:: Document extract ::

1) Click on the Menu icon in the upper right corner of the screen. 

2) Click on Help, and then About Google Chrome. 

3) Your Chrome browser version number can be found here.

## Next, download the appropriate driver that matches your version of Chrome

- After you have downloaded the driver, press `command` + `spacebar`
- Inside of the spotlight search you just opened, type `/usr/local/bin/` and open that folder
- Next, in a separate finder window (`command` + `n`), navigate to where you downloaded the `chromedriver`
- Finally, move the `chromedriver` from where ever you downloaded it into your `/usr/local/bin/`

*Technically, you can install the driver anywhere, but most tutorials I have read say to put it in `/usr/local/bin/`*

...However, after a bit of research, I believe the reason we want to install the `chromedriver` inside of `/usr/local/bin/` is so that you don't have to explicitly state the chromedriver path when you instantiate your driver 😎 

https://www.kenst.com/2015/03/including-the-chromedriver-location-in-macos-system-path/

## Install Selenium if you have not already done so:

In [1]:
# !pip install selenium

# Please complete the above steps before lecture

In [6]:
import re
import os
import time
import random
import requests
import numpy as np
import pandas as pd
from os import system   
from math import floor
from copy import deepcopy
from bs4 import BeautifulSoup
from selenium import webdriver
from selenium.webdriver.common.by import By
from selenium.webdriver.common.keys import Keys
from selenium.common.exceptions import TimeoutException
from selenium.webdriver.support.ui import WebDriverWait
from selenium.webdriver.support import expected_conditions as EC

In [7]:
pd.set_option('display.max_columns', 20)

:::
:: Dataset excerpts ::

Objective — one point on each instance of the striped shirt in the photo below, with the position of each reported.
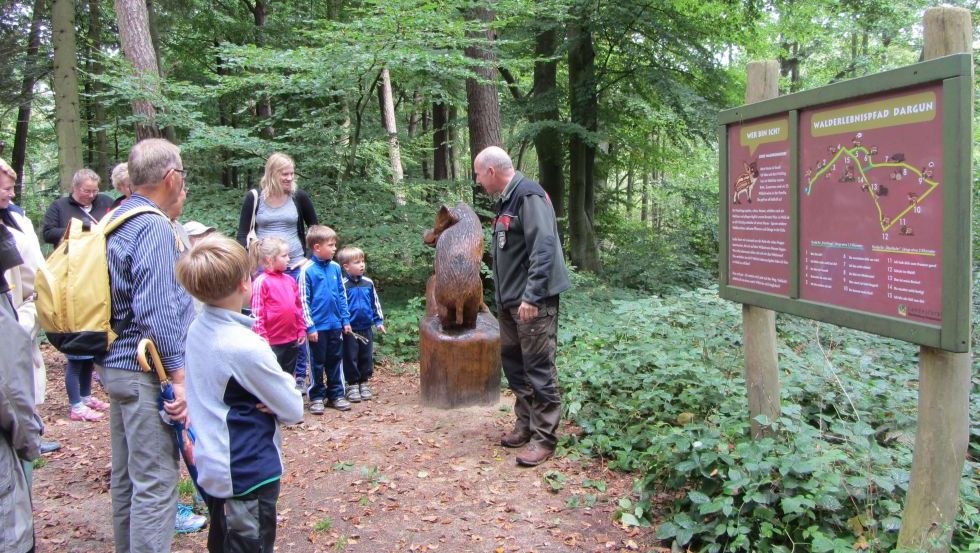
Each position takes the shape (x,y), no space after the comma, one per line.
(142,254)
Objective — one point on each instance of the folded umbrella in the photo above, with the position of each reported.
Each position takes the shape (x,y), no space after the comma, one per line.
(183,435)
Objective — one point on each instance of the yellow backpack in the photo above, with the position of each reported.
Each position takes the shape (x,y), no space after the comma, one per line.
(74,302)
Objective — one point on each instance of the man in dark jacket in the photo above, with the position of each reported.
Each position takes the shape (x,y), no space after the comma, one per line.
(84,202)
(529,274)
(21,430)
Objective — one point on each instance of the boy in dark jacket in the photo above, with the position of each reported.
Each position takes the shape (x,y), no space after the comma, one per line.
(321,287)
(365,314)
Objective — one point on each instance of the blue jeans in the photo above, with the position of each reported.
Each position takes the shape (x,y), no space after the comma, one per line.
(328,355)
(358,357)
(303,358)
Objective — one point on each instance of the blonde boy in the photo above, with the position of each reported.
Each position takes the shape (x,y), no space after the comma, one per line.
(365,316)
(236,395)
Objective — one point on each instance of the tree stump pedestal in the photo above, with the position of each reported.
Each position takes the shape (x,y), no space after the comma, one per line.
(460,368)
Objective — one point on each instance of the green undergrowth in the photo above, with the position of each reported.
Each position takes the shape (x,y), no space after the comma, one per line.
(656,386)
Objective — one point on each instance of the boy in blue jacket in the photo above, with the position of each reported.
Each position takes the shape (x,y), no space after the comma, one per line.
(365,314)
(237,396)
(321,287)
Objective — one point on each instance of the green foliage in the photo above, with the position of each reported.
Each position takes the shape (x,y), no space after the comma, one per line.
(185,490)
(657,388)
(554,479)
(323,525)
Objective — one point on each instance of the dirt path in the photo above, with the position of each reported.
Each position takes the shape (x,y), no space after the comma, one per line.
(387,476)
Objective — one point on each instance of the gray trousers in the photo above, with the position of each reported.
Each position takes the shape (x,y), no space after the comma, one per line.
(144,464)
(527,352)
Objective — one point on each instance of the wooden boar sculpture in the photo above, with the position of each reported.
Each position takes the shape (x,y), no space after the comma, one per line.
(456,286)
(460,339)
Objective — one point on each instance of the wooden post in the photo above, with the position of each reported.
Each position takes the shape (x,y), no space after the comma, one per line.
(943,429)
(758,324)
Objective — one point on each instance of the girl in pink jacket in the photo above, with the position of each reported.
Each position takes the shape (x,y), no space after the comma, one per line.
(276,304)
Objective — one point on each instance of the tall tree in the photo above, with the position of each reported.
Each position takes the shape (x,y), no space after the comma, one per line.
(98,146)
(388,118)
(64,83)
(584,100)
(544,101)
(19,155)
(483,110)
(440,141)
(133,20)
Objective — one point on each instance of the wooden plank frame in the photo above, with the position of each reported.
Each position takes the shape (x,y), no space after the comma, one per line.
(955,74)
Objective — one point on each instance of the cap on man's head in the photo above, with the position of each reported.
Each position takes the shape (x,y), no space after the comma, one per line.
(194,228)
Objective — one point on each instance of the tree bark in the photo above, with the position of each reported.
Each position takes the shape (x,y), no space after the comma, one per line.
(134,35)
(19,154)
(263,109)
(943,429)
(584,101)
(483,106)
(168,131)
(391,128)
(99,144)
(440,141)
(64,83)
(758,324)
(544,97)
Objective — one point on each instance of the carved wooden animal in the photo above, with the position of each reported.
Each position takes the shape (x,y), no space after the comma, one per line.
(746,181)
(456,286)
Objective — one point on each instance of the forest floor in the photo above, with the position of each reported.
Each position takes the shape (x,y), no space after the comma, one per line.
(389,475)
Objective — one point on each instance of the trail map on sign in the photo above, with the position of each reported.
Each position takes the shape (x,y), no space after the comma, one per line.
(871,209)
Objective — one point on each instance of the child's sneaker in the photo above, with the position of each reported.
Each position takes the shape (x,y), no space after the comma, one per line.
(353,393)
(83,413)
(95,403)
(316,407)
(339,404)
(188,521)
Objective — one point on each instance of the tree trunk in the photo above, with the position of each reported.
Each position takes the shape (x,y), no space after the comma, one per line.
(629,193)
(263,110)
(483,106)
(426,173)
(64,83)
(99,142)
(452,142)
(548,141)
(440,141)
(169,132)
(758,324)
(583,98)
(229,174)
(943,430)
(391,128)
(645,199)
(31,69)
(134,35)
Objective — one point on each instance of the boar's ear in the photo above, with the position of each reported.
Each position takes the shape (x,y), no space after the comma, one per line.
(446,217)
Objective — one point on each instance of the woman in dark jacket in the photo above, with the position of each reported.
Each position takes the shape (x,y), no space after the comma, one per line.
(85,202)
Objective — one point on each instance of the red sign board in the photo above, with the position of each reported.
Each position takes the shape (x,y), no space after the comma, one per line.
(871,206)
(759,206)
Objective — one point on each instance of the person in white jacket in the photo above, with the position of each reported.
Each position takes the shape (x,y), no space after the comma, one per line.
(21,278)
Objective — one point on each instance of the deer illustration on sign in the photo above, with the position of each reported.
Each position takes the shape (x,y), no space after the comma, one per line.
(456,286)
(746,181)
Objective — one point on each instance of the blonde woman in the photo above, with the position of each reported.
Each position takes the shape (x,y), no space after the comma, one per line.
(279,209)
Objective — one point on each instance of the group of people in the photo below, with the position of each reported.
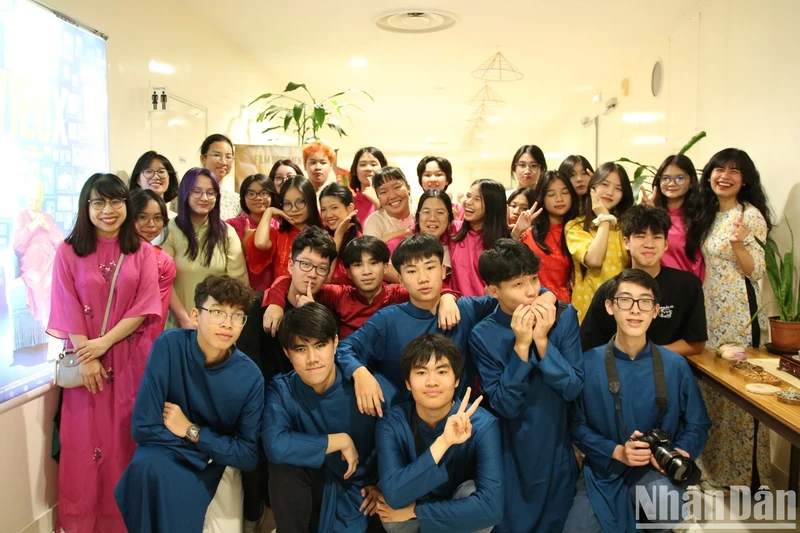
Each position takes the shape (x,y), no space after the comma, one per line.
(360,363)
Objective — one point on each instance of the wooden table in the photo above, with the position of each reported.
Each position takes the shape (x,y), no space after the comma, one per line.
(783,419)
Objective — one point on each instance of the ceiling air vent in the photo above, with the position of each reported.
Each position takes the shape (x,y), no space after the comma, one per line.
(415,21)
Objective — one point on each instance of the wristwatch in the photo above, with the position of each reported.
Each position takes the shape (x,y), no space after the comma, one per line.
(193,433)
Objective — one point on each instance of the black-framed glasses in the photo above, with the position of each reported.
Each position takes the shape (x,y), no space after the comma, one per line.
(252,195)
(98,204)
(299,204)
(219,317)
(305,266)
(626,303)
(680,179)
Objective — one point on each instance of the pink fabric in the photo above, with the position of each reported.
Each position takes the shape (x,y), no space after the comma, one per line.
(675,256)
(96,444)
(364,207)
(36,251)
(464,259)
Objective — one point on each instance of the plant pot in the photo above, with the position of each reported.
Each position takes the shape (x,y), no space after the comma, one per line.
(784,335)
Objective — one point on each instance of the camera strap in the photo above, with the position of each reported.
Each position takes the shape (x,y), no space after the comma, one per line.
(614,385)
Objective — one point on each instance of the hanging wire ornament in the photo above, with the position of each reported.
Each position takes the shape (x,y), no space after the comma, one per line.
(497,68)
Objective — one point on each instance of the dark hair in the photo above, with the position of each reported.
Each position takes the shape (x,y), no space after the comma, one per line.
(83,237)
(262,180)
(707,205)
(633,275)
(415,248)
(144,162)
(541,226)
(344,195)
(317,239)
(640,218)
(309,194)
(495,220)
(284,163)
(387,174)
(355,184)
(225,290)
(627,192)
(312,321)
(366,244)
(444,166)
(217,234)
(139,200)
(532,150)
(441,195)
(211,139)
(419,351)
(505,260)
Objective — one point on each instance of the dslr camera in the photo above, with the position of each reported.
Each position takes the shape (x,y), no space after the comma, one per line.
(679,469)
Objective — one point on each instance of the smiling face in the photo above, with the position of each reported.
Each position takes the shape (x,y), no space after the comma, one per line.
(367,166)
(150,222)
(433,177)
(333,211)
(367,274)
(318,166)
(434,384)
(433,217)
(632,322)
(393,196)
(610,190)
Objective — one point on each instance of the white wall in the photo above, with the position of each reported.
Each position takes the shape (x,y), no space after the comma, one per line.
(208,72)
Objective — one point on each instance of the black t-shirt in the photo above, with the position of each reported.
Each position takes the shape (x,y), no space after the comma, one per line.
(682,314)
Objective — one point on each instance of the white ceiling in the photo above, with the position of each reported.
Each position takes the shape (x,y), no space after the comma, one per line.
(421,83)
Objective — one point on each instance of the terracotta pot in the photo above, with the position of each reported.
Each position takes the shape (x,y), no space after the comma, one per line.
(784,335)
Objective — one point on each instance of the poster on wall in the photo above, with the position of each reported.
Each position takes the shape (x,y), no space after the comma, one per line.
(54,127)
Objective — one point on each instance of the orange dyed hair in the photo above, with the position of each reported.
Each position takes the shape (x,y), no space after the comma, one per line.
(315,147)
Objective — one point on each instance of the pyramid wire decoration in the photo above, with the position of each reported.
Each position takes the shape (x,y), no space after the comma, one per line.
(486,96)
(497,68)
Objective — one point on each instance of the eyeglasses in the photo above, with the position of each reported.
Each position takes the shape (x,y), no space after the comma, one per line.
(198,193)
(145,220)
(219,317)
(626,304)
(162,173)
(438,213)
(677,180)
(305,266)
(99,204)
(219,157)
(299,204)
(252,195)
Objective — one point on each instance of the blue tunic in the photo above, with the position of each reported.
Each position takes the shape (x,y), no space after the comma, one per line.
(297,422)
(532,401)
(406,478)
(170,481)
(594,428)
(379,343)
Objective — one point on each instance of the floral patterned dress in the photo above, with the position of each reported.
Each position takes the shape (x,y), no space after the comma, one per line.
(727,459)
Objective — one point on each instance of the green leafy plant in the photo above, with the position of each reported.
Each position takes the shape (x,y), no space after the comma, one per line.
(305,118)
(643,172)
(780,271)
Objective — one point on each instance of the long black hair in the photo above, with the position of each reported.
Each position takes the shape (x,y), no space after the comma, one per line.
(355,183)
(144,162)
(345,196)
(707,205)
(541,226)
(627,192)
(309,194)
(495,221)
(217,234)
(83,237)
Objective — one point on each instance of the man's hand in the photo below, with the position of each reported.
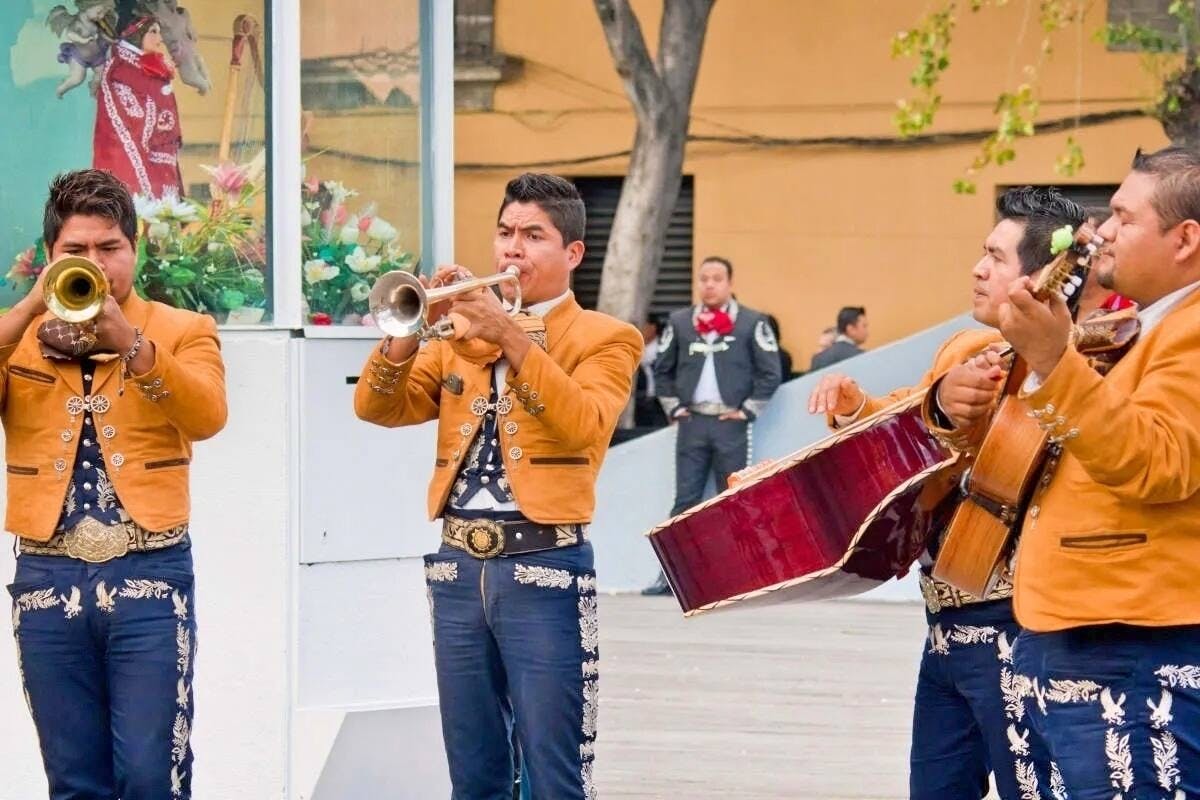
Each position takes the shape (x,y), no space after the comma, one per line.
(1038,331)
(489,319)
(967,391)
(837,394)
(444,276)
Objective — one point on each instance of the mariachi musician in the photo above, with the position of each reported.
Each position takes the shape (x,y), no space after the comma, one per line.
(961,723)
(1105,587)
(100,419)
(526,409)
(717,370)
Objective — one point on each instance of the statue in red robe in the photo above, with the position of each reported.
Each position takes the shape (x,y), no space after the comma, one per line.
(137,134)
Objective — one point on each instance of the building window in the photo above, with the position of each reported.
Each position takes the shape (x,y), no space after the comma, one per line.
(478,66)
(673,287)
(361,143)
(1153,14)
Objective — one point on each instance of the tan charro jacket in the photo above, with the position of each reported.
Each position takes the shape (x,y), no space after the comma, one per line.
(147,432)
(565,403)
(953,352)
(1115,536)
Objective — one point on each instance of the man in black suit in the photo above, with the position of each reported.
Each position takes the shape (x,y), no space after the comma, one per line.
(851,336)
(718,366)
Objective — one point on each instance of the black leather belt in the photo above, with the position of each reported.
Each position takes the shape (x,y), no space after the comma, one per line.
(486,539)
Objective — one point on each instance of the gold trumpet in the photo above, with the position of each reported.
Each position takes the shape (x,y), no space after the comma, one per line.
(75,289)
(400,305)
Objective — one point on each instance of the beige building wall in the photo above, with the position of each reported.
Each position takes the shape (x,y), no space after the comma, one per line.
(808,229)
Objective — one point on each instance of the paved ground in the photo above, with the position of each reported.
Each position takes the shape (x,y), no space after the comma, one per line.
(808,702)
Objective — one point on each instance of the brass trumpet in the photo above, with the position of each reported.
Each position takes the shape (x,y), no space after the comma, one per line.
(400,305)
(75,289)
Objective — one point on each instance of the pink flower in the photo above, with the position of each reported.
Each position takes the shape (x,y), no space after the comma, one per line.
(229,178)
(331,217)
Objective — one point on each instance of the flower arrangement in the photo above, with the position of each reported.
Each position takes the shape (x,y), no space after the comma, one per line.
(210,259)
(343,253)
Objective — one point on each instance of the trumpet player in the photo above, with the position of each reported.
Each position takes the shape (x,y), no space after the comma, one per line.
(526,408)
(100,417)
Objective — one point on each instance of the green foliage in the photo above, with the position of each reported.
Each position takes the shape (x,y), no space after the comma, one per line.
(929,43)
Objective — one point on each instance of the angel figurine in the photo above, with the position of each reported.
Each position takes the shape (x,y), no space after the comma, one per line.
(87,37)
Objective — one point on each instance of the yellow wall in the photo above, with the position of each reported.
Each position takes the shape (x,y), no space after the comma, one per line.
(808,230)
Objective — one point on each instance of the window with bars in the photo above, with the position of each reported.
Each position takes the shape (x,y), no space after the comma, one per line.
(673,287)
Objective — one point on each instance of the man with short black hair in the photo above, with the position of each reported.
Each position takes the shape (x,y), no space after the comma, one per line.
(1109,661)
(852,331)
(718,367)
(965,717)
(526,409)
(100,419)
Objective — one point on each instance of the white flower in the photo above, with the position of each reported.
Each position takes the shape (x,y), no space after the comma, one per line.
(317,270)
(349,234)
(361,263)
(382,230)
(147,208)
(172,206)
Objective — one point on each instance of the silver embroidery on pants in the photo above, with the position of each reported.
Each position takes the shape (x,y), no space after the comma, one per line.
(442,572)
(543,576)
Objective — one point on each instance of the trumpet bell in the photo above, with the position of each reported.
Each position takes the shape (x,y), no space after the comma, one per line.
(400,305)
(75,289)
(397,304)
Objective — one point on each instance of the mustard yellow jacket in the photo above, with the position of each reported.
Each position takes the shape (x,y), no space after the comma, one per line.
(565,404)
(1115,536)
(147,433)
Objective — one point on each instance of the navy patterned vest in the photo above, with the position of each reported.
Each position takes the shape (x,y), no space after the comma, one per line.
(91,493)
(484,468)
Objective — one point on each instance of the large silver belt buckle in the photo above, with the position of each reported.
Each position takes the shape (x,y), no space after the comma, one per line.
(929,589)
(484,537)
(95,542)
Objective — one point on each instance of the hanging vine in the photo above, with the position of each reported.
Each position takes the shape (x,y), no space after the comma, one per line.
(1170,56)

:::

» Required tasks:
(a) Answer from the ChromeDriver setup guide:
(i) Where on the screen is the Menu icon?
(ii) Which key combination opens a separate Finder window?
(iii) Which display option is set in the last line of code, and to what value?
(b) According to the ChromeDriver setup guide, why should `chromedriver` be placed in `/usr/local/bin/`?
The records aren't needed here.

» Responses:
(a)
(i) In the upper right corner of the screen.
(ii) `command` + `n`.
(iii) `display.max_columns`, set to 20.

(b) Placing it in `/usr/local/bin/` means you don't have to explicitly state the chromedriver path when you instantiate your driver. The guide notes that the driver can technically go anywhere.